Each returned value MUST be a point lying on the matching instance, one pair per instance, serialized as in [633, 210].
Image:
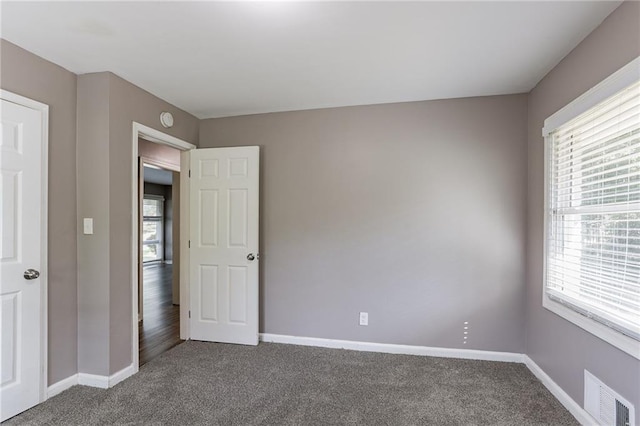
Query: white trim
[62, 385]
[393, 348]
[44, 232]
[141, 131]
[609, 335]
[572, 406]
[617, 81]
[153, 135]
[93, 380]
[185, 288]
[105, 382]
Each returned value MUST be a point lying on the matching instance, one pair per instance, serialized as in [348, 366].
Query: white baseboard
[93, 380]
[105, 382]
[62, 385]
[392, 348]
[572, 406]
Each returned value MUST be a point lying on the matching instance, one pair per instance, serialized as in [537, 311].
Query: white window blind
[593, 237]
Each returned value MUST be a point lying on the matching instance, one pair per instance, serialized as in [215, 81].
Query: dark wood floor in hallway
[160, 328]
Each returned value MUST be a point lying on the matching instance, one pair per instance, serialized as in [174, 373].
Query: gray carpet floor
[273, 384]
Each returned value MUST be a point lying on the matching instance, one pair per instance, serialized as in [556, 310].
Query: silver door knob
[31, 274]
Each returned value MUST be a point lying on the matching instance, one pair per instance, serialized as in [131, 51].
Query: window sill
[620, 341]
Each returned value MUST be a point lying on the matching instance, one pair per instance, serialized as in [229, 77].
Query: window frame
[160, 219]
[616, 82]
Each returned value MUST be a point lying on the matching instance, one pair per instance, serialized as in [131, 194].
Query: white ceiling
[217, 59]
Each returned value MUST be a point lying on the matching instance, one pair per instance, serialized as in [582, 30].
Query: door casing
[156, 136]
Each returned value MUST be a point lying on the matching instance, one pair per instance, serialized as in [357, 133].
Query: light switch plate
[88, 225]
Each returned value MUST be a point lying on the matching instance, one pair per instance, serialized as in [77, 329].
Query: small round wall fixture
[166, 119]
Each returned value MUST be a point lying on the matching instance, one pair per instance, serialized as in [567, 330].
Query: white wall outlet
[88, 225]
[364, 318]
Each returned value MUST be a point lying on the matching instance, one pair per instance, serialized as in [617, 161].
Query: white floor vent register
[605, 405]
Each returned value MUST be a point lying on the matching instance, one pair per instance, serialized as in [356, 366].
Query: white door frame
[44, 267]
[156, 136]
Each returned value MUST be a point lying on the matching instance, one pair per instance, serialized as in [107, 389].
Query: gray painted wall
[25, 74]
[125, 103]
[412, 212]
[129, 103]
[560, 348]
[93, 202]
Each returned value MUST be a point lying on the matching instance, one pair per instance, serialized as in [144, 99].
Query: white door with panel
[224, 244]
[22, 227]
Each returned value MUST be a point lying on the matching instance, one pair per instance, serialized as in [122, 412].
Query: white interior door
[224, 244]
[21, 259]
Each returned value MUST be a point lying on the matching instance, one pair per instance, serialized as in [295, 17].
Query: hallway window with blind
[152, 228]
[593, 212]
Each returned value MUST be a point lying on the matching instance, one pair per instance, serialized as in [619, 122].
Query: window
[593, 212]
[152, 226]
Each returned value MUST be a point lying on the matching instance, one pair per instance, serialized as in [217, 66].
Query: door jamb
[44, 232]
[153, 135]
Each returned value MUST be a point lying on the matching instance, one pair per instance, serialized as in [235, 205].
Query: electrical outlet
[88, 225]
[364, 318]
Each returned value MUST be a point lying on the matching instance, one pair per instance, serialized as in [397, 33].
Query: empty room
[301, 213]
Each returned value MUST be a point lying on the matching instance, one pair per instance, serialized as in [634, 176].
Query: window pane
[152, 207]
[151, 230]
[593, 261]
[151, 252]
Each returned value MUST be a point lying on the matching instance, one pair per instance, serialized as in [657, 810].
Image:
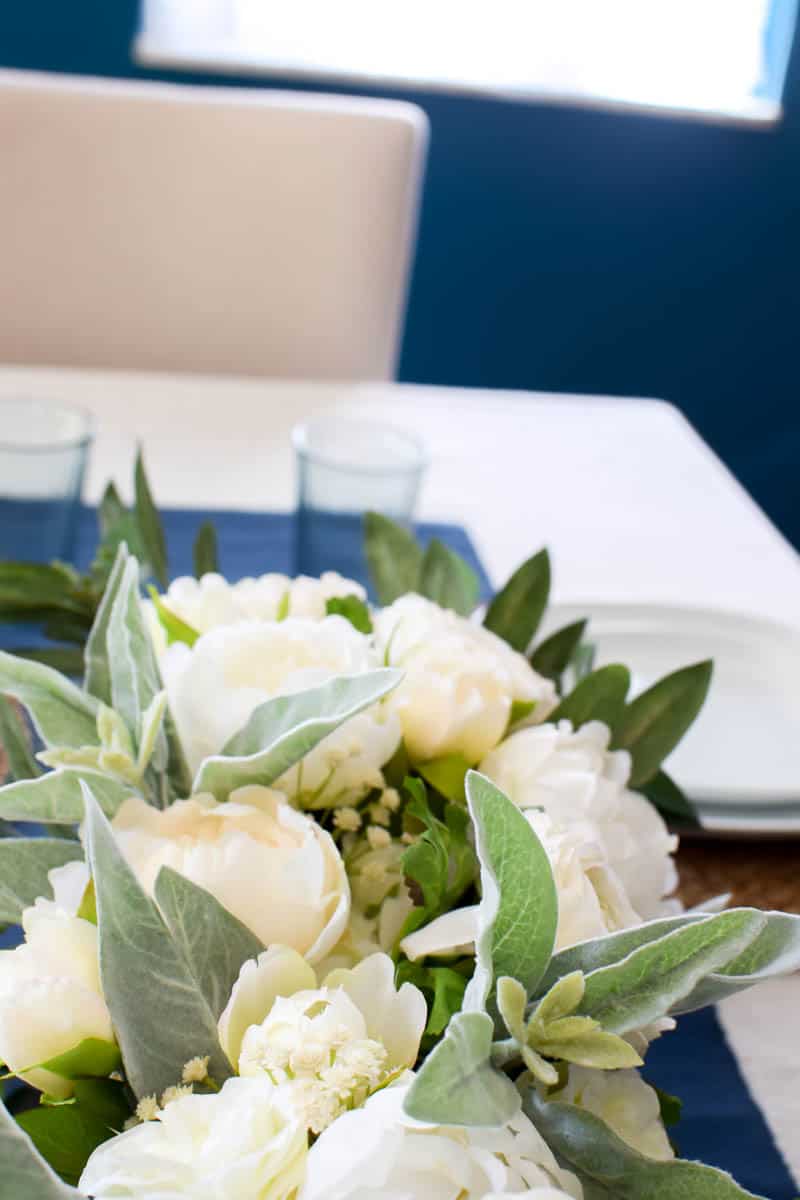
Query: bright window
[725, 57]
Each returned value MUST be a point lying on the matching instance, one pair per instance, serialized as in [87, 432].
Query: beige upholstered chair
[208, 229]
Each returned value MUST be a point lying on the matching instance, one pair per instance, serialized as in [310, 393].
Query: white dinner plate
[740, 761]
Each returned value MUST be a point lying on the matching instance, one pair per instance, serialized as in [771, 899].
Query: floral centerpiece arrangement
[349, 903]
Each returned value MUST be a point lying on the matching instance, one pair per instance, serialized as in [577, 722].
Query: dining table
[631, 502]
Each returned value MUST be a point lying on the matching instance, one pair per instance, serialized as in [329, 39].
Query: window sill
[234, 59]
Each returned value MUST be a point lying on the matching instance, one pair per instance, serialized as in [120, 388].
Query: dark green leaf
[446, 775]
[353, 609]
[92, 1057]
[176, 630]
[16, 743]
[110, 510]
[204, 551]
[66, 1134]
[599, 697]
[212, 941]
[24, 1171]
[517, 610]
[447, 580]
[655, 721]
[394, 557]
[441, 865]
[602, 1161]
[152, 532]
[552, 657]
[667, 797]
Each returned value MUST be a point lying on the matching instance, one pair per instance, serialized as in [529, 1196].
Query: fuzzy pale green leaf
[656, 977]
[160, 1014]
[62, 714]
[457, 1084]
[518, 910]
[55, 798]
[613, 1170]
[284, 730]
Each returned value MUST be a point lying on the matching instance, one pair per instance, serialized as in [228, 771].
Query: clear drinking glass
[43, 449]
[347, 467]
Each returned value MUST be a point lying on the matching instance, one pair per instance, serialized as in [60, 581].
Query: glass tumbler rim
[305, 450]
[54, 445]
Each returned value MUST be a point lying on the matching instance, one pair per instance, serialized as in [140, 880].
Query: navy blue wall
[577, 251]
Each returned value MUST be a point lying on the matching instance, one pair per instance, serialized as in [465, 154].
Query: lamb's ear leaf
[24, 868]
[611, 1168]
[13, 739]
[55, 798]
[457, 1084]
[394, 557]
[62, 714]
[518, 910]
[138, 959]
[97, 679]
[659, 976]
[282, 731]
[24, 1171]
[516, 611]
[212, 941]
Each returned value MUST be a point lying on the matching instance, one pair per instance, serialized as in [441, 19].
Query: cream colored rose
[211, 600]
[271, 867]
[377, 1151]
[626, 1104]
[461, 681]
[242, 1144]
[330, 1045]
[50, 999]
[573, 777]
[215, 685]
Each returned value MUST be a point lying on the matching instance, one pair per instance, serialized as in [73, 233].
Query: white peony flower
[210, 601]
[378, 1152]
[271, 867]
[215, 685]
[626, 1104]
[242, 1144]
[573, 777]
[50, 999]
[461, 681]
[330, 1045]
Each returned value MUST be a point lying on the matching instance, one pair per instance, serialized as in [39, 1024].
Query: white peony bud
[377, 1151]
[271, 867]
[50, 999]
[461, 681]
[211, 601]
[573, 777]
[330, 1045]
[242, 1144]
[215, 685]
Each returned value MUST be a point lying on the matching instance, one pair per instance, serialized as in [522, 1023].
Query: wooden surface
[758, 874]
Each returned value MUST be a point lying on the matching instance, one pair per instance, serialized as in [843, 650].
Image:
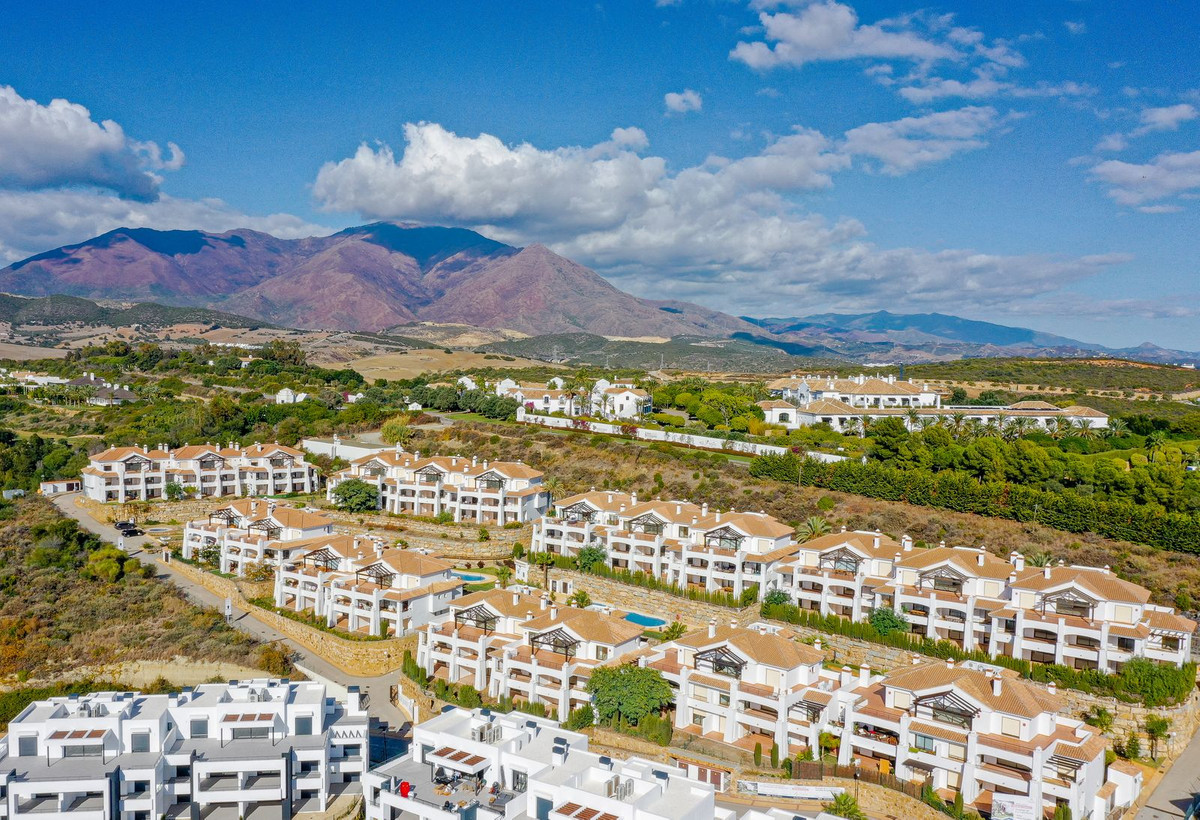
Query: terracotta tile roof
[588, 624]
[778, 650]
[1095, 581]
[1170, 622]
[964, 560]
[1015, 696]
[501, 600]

★ ★ ★ ★

Directions for this task: A word-for-word copy of the records is required. Leave out every picture.

Response for this exercise:
Each returned value MUST be a point lying on the matching instance, one pair per instance, serialized as in [633, 210].
Image:
Query: white trim
[62, 385]
[393, 348]
[44, 232]
[141, 131]
[609, 335]
[572, 406]
[617, 81]
[153, 135]
[93, 380]
[185, 288]
[105, 382]
Each returned value MUST be a point lying on the matching instance, one pair per instance, serialized as in [348, 366].
Query: white baseboard
[93, 380]
[105, 382]
[62, 385]
[392, 348]
[572, 406]
Each returned value MUST be a point lying on the matching instance, one pair per instance, serialized as in [537, 311].
Query: white window blind
[593, 237]
Each returned value MUST be a point lying on the matching instance, one pair per instance, serialized as in [215, 81].
Query: dark wood floor in hallway
[160, 328]
Each returned value MUST be a point lying on the matching instance, one pair per instance, serialized as in [174, 373].
Query: gray carpet floor
[273, 384]
Each returned value MUST be a point lying on the matching instance, one pair per instance, serialized as in [556, 310].
Query: silver door knob
[31, 274]
Each returned value MUST be a point lying on the matching instance, one pair per instance, serialized as in [131, 51].
Query: window sill
[620, 341]
Each returned value MUST be a point lying on the matching instance, one pair per instance, serialized as in [229, 77].
Query: window frame
[160, 219]
[616, 82]
Each returned value MUST be a point lying on the matching instance, one pair per instance, serialized as in [131, 194].
Query: white ceiling
[217, 59]
Each returned value MUST be a point lying on the matching instance, one pair per instance, serialized as in [582, 30].
Query: door casing
[156, 136]
Each returned value MUST be a point lying on the matching instance, one pair per instance, serialized as in [357, 133].
Query: light switch plate
[88, 225]
Each returned value MUST be a point lying on the matching instance, one pair per instance, serialized as in [77, 329].
Query: small round wall fixture
[166, 119]
Each returned value MUST be a point lying on the matching instance, one pair per instance, serialized as in [567, 330].
Query: white wall outlet
[88, 225]
[364, 318]
Each returned value MUST be a point lying on the matching instance, one pair per instance, serialized as in [617, 161].
Query: white floor vent register
[605, 405]
Each returned value MUST be a point lying on the matching instance, one pair per instance, serialized as in [356, 366].
Query: white door frame
[44, 267]
[156, 136]
Each returned value MUST be a point lying on the matching instance, one pair per instance, serialized as in [107, 389].
Query: gray painted wall
[25, 74]
[125, 103]
[412, 212]
[129, 103]
[560, 348]
[93, 202]
Each returned value MUST be a point lying on the matching instance, one pair per instance, serialized as in [144, 99].
Query: white door with panel
[224, 244]
[22, 227]
Each returned value MUST be a point lying on the matching instance, one pair per instance, serialized as in [122, 412].
Query: white interior door
[224, 244]
[21, 259]
Each returned value MUST be a point lying on the matching instance, one pair per instance, serialized as in [295, 17].
Query: hallway window with blind
[152, 228]
[593, 212]
Each returned value MUST be a point lying on the matching instance, one pair per instance, serialized as in [619, 122].
Query: window
[593, 212]
[152, 226]
Each returned value MUST be a point lying on the matching instance, one pair per instance, serialized as in [217, 66].
Query: door jamb
[44, 232]
[153, 135]
Each returned value MUST be a point lying on the matching instance, one pair per instance, serialized as in [235, 205].
Query: electrical outlet
[88, 225]
[364, 318]
Each returned value MUST be a point lying on the matching instance, one pair per instance, serialized as in [397, 33].
Query: empty room
[301, 213]
Each returned value MUST be a point lying on the matching instance, one pair per instance, serialized as in [634, 176].
Query: window pane
[152, 207]
[151, 230]
[593, 261]
[151, 252]
Each returned value MUST be a point lying on the matching instance, one pair per instance, serialized as in [657, 810].
Image:
Query: bright window
[725, 57]
Each returned value MUST be a point lying on the matching instance, one pair per instance, serialized as in [87, 432].
Query: beige upholstered chair
[208, 229]
Each returned value MUST be a point lying on the matching instance, one pair per instance, serialized as in [310, 393].
Query: white dinner plate
[740, 761]
Each returned value MUST be a point lying on the matching instance, one pair per instance, serialized as in [771, 899].
Query: floral centerpiece arrangement
[349, 903]
Each returned value MUST be a point lying on the matching instance, one pair per instance, serialized as in [577, 722].
Query: dining table
[631, 502]
Each returned value MUST be a point lying on the matching instance, one pair per instance, serialized as in [329, 39].
Query: window sill
[234, 59]
Each returned value MUST be a point lying on the matching instance, one pair per instance, serialized as in [120, 388].
Query: dark green leaf
[446, 775]
[353, 609]
[92, 1057]
[176, 630]
[16, 743]
[110, 510]
[204, 551]
[66, 1134]
[599, 697]
[212, 941]
[24, 1171]
[517, 610]
[447, 580]
[655, 721]
[394, 557]
[441, 865]
[602, 1161]
[152, 532]
[552, 657]
[667, 797]
Each returned value MUST be a point lying on the matching instance, one pair per instance, serialized as in [529, 1196].
Query: fuzzy pale green leaf
[656, 977]
[160, 1014]
[62, 714]
[457, 1084]
[518, 910]
[55, 798]
[613, 1170]
[284, 730]
Each returned value MUST be a point lying on the matching instance, one pair per instance, serialized as in [228, 771].
Query: clear drinking glass
[43, 449]
[347, 467]
Each returned value MUST be a point lying on the matching instance, one pair per instance, serialized as in [60, 581].
Query: glass tumbler rim
[305, 450]
[54, 445]
Each returned value MUST be a point lying on the matching instance, one pair per instance, serialized as in [140, 880].
Query: navy blue wall
[577, 251]
Each returned value MUST be a point lying on the matching instance, one pair per instance, serialized as in [465, 154].
Query: lamb's ear leaf
[24, 868]
[611, 1168]
[13, 739]
[55, 798]
[457, 1084]
[394, 557]
[62, 714]
[518, 910]
[138, 959]
[97, 679]
[659, 976]
[282, 731]
[24, 1171]
[516, 611]
[212, 941]
Each returned value MUST be a point lying on the matching instance, one pair per instance, serialized as in [441, 19].
Query: cream colored rose
[211, 600]
[271, 867]
[377, 1151]
[626, 1104]
[461, 681]
[242, 1144]
[330, 1045]
[50, 999]
[573, 777]
[215, 685]
Each returned value MUST be a point lying on the matching instance, one pair per instance, serialized as in [73, 233].
Query: white peony flower
[210, 601]
[378, 1152]
[271, 867]
[215, 685]
[626, 1104]
[242, 1144]
[573, 777]
[50, 999]
[461, 681]
[330, 1045]
Each returned value MUST be a point lying on the matching instance, one pair per instance, serialized as in [39, 1024].
Query: white peony bud
[377, 1151]
[271, 867]
[50, 999]
[461, 681]
[211, 601]
[573, 777]
[330, 1045]
[242, 1144]
[215, 685]
Each returned value MUST be a point lying on the matching instance, one pair per instance, serialized as in [522, 1023].
Query: wooden surface
[758, 874]
Each returned value MUST be a point lying on the matching instance, one pair per instance, serialized as in [843, 650].
Image:
Query: terracotta tile roof
[588, 624]
[778, 650]
[1095, 581]
[1170, 622]
[964, 560]
[1015, 696]
[501, 600]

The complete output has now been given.